Records for location labeling:

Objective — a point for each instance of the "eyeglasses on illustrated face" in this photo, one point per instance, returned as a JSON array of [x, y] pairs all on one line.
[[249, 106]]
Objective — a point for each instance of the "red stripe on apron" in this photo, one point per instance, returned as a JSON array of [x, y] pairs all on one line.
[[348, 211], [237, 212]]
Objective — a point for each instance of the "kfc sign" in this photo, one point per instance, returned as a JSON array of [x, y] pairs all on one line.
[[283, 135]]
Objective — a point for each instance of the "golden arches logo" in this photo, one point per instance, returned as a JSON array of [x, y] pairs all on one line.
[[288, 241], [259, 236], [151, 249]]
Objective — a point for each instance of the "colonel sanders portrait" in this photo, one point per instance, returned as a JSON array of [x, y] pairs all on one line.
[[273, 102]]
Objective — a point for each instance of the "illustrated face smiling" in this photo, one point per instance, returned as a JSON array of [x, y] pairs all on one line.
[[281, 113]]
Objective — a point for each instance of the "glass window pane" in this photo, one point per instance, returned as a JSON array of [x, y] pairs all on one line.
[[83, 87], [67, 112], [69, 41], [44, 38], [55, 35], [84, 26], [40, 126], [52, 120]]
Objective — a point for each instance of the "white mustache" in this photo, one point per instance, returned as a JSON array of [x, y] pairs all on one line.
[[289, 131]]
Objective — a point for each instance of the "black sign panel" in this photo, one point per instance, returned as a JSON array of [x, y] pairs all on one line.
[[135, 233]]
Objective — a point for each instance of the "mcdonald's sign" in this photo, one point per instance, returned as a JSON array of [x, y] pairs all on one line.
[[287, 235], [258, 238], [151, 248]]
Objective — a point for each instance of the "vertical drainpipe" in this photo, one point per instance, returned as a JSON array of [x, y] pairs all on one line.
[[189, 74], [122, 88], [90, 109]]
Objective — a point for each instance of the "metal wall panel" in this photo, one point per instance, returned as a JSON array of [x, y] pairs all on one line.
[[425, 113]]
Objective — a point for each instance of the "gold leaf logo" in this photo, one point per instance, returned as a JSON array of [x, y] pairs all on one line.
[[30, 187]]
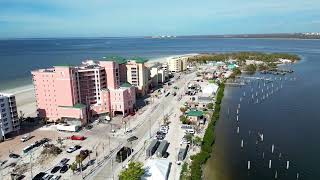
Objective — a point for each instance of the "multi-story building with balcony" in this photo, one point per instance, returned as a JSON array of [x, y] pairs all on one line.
[[9, 120], [177, 64], [138, 75], [79, 93]]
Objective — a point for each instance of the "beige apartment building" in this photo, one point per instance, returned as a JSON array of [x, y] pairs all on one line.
[[138, 75], [177, 64]]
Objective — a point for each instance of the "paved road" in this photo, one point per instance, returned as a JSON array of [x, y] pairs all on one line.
[[152, 117]]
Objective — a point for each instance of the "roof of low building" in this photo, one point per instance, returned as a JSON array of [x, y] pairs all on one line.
[[195, 113], [126, 84], [78, 106], [139, 59]]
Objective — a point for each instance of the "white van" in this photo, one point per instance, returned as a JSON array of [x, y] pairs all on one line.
[[189, 131]]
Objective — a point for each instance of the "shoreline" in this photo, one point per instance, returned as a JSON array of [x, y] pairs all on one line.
[[25, 95]]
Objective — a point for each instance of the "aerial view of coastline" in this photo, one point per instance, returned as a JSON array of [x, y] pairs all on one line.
[[165, 91]]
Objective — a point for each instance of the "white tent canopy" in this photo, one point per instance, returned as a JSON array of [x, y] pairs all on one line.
[[210, 89], [156, 169]]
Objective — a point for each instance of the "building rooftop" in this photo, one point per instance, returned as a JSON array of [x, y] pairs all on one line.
[[126, 84], [139, 59], [63, 65], [78, 106], [118, 59], [195, 113]]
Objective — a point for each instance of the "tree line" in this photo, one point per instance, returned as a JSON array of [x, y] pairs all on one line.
[[198, 160], [242, 56]]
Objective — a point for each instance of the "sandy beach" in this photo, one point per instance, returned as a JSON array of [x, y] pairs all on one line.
[[25, 96], [26, 101]]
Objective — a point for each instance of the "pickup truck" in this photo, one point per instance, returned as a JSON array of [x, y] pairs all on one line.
[[25, 138]]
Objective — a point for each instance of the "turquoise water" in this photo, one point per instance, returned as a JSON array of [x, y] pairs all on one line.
[[19, 57], [290, 119]]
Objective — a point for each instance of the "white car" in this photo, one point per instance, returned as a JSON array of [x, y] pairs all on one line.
[[165, 131], [189, 131], [25, 138], [56, 177], [73, 148], [184, 141]]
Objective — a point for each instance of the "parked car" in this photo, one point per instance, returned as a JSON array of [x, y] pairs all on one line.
[[132, 138], [84, 153], [165, 131], [25, 138], [73, 148], [160, 136], [64, 168], [79, 138], [184, 141], [39, 176], [89, 127], [56, 177], [55, 169], [189, 131], [47, 177], [64, 161], [15, 156]]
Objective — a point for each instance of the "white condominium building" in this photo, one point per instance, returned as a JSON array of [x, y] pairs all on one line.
[[9, 121], [177, 64]]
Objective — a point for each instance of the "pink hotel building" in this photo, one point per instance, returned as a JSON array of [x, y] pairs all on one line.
[[75, 93]]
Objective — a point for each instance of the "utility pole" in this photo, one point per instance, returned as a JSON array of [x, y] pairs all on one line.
[[31, 165]]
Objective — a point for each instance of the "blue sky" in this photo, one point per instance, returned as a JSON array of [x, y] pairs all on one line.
[[90, 18]]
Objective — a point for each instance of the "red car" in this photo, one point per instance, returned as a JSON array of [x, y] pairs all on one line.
[[79, 138]]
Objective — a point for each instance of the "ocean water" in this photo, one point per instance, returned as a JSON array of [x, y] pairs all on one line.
[[290, 119], [19, 57]]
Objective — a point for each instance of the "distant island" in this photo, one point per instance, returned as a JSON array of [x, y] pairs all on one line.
[[310, 35], [248, 62]]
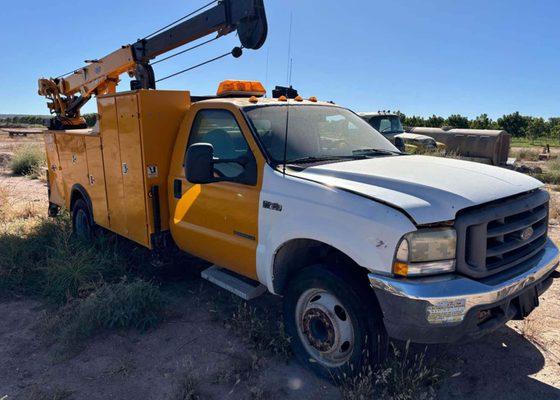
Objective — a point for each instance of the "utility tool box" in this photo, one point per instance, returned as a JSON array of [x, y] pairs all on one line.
[[123, 162]]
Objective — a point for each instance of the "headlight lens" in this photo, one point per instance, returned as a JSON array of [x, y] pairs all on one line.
[[426, 252]]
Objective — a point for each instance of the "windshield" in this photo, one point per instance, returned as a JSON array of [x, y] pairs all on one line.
[[315, 132], [389, 124]]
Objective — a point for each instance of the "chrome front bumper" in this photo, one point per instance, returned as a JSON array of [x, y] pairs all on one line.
[[449, 300]]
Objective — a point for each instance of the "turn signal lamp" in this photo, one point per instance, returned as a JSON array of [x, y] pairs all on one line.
[[241, 88]]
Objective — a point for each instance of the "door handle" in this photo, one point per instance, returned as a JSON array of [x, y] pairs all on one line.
[[178, 188]]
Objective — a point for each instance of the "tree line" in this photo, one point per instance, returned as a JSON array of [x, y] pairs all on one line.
[[515, 124]]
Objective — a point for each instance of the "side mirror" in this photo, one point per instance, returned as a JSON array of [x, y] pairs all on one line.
[[399, 144], [199, 167]]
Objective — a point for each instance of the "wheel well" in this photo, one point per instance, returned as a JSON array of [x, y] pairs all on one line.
[[298, 254], [78, 192]]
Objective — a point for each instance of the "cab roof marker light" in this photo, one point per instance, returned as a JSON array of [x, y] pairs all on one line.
[[231, 88]]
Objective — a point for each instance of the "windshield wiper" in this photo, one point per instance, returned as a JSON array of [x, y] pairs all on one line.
[[369, 152], [313, 159]]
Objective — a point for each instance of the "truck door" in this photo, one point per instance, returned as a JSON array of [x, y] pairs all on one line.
[[219, 221]]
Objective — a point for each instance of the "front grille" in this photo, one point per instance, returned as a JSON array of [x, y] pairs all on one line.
[[500, 235]]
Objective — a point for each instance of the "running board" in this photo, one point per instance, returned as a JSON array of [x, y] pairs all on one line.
[[243, 287]]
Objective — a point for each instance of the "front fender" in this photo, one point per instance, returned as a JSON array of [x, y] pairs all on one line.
[[365, 230]]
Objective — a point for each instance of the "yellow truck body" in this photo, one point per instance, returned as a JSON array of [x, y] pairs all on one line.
[[120, 163]]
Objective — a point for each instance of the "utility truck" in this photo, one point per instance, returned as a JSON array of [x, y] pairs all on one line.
[[300, 198]]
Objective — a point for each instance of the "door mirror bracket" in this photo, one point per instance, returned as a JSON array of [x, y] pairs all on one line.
[[200, 161]]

# WHAT YOU WILL DO
Determine how many lines of the records above contain the word "face". State only that number.

# OUTPUT
2